### PARTS OF THE EXERCISE
A – Please answer these questions from the abstract on bowel complications after gynecologic surgery.
(i) Between which dates did the patients have their gynecologic surgery?
(ii) Within how many days of surgery were the CT scans performed?
(iii) What analysis was used to identify factors predictive of bowel-related complications?
B – Write out the passage of the abstract on bowel complications after gynecologic surgery starting at "OBJECTIVE: To determine" and ending at "the diagnostic process.", with no changes.

### EXTRACT TO READ
++++++

OBJECTIVE: To determine factors predictive of bowel complications after gynecologic surgery and establish the added utility of computed tomography (CT) in the diagnostic process.
METHODS: Patients who underwent gynecologic surgery between January 2, 2008, and December 30, 2010, who had CT scans of the abdomen, pelvis, or abdomen and pelvis within 42 days for a suspected bowel complication were identified. Logistic regression analysis was used to identify factors predictive of bowel-related complications. The diagnostic accuracy of CT was compared among patient risk groups based on clinical suspicion (pretest probability) of bowel complications.

++++++

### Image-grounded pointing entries
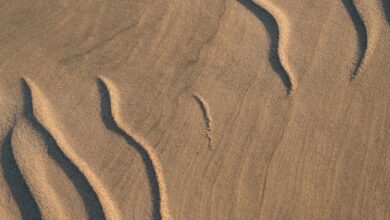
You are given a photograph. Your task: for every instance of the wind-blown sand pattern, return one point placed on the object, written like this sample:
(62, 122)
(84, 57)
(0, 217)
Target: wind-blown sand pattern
(42, 111)
(277, 57)
(361, 33)
(176, 109)
(206, 116)
(154, 167)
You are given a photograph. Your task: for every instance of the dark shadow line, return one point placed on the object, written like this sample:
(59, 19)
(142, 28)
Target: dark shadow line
(272, 28)
(361, 33)
(88, 195)
(386, 9)
(109, 123)
(24, 199)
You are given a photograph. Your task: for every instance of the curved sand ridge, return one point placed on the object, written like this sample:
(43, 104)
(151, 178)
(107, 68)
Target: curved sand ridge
(44, 193)
(277, 18)
(361, 32)
(367, 29)
(149, 155)
(43, 112)
(204, 107)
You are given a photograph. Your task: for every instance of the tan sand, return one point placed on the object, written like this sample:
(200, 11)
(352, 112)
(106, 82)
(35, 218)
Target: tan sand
(176, 109)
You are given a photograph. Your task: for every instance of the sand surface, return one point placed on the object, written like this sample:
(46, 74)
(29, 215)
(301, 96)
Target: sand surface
(201, 109)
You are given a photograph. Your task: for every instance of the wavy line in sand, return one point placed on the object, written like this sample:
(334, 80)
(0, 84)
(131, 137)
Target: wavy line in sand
(276, 23)
(206, 117)
(46, 118)
(361, 32)
(24, 199)
(149, 156)
(44, 193)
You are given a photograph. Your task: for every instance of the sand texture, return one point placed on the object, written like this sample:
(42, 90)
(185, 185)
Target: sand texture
(192, 110)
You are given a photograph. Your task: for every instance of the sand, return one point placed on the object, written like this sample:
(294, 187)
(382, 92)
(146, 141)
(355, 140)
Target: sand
(177, 109)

++++++

### ANSWERS TO THIS EXERCISE
A –
(i) January 2, 2008, and December 30, 2010
(ii) 42 days
(iii) Logistic regression analysis

B –
OBJECTIVE: To determine factors predictive of bowel complications after gynecologic surgery and establish the added utility of computed tomography (CT) in the diagnostic process.